E del rapporto con gli utenti, cosa ci dite?
Dalle risposte degli intervistati si capisce che il rapporto con gli utenti, fatto di profondo rispetto, cordialità e sensibilità, è ciò che sta veramente a cuore a tutti.
Ci raccontano che alcuni utenti qualche volta parlano delle loro storie personali e si confidano con loro: in questi casi il rispetto nei loro confronti fa sì che ci si limiti all’ascolto, senza essere intrusivi ed invadenti; la maggior parte delle volte, però, si parla del più e del meno.
“Capita anche che si creino relazioni forti, che possono durare a percorso terapeutico terminato” ci precisa un volontario.
Non capitano mai situazioni difficili?
“Non mi ricordo di eventi spiacevoli particolari: certo, qualche discussione con gli utenti è inevitabile, ma di solito si risolve nel giro di poco”.
“La cosa peggiore – confessa una volontaria – è sapere che uno dei ‘nostri ragazzi’ ha avuto una ricaduta, oppure ha abbandonato il percorso iniziato: non ci si abitua mai ed è un grande dispiacere. Per fortuna, in questi casi i possiamo confrontarci con gli operatori e contare sul loro supporto”.

> Sezione dati
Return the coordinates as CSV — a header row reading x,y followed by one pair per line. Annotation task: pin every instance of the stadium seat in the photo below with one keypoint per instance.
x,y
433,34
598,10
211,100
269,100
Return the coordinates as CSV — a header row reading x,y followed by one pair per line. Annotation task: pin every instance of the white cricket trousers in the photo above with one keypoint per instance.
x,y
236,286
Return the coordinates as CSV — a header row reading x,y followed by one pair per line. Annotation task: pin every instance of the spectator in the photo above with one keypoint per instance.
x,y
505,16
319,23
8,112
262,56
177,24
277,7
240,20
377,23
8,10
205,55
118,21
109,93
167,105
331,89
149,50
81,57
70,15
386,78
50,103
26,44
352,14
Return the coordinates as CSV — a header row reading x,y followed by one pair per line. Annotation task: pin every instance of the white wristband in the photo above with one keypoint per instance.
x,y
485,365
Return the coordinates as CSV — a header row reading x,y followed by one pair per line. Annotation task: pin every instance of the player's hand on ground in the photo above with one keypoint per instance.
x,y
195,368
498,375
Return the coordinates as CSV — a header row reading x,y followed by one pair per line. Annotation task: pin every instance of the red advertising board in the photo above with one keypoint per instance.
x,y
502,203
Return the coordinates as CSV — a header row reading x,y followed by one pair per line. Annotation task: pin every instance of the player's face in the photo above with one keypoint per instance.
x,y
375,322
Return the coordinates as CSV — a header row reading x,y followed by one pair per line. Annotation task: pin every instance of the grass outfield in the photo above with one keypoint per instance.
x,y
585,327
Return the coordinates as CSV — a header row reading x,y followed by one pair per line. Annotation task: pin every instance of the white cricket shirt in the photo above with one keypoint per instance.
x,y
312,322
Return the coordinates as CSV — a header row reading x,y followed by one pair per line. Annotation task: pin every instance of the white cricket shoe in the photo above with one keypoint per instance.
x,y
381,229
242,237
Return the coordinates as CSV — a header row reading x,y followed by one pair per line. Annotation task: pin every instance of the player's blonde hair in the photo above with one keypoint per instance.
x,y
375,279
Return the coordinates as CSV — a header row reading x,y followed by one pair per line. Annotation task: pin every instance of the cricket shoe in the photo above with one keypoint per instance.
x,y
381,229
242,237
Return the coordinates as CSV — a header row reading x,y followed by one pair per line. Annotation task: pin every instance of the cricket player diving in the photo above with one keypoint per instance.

> Obiettivo
Prosegui il testo sul rapporto tra volontari e utenti a partire dall'ultima frase riportata.

> Risultato dell'esercizio
Insomma, nelle nostre interviste abbiamo capito che per fare volontariato non servono doti speciali ma occorre essere disponibili al confronto e avere voglia di donare tempo agli altri; in più, per agire in una comunità riabilitativa non bisogna farsi sopraffare dal pregiudizio verso persone che, è vero, possono aver sbagliato o aver incontrato difficoltà, ma sanno anche restituire quanto che viene fatto per e con loro.
Per questo, sottolineano con forza i nostri intervistati, bisogna informarsi preventivamente con gli operatori in merito alla realtà nella quale si andrà ad operare.